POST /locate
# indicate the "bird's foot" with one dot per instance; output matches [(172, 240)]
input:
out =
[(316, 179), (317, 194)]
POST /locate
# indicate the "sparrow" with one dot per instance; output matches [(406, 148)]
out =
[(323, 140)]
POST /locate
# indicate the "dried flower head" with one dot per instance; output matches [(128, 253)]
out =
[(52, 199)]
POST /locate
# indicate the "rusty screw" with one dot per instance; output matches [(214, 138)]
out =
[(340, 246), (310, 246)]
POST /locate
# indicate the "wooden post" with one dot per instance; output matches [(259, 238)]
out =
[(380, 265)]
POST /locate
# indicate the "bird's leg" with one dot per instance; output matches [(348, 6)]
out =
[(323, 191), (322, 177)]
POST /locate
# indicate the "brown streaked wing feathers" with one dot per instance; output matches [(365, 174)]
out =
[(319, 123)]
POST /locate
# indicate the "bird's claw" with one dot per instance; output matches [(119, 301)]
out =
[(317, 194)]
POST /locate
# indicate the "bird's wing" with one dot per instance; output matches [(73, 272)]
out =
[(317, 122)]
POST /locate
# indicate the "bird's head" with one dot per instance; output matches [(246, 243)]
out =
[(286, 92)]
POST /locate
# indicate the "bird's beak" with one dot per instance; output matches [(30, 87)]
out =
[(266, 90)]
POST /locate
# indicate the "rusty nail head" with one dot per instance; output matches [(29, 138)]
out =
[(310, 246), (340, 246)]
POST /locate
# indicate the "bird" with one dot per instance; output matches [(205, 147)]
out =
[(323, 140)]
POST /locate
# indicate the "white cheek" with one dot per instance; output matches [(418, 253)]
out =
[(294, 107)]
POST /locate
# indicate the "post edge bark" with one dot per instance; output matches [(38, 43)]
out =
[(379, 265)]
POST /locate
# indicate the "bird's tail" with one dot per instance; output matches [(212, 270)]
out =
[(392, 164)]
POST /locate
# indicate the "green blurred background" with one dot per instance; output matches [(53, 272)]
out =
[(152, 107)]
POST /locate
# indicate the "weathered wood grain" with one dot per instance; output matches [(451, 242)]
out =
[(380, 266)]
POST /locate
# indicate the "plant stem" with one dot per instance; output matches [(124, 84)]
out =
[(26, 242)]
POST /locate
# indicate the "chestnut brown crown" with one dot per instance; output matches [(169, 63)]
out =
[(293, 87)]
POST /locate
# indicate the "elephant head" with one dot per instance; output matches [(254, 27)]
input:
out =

══════

• **WHAT YOU ARE ASKED TO DO**
Say how many lines of the material above contain the string "rusty". Write nothing but the number.

• **TASK OUTPUT**
2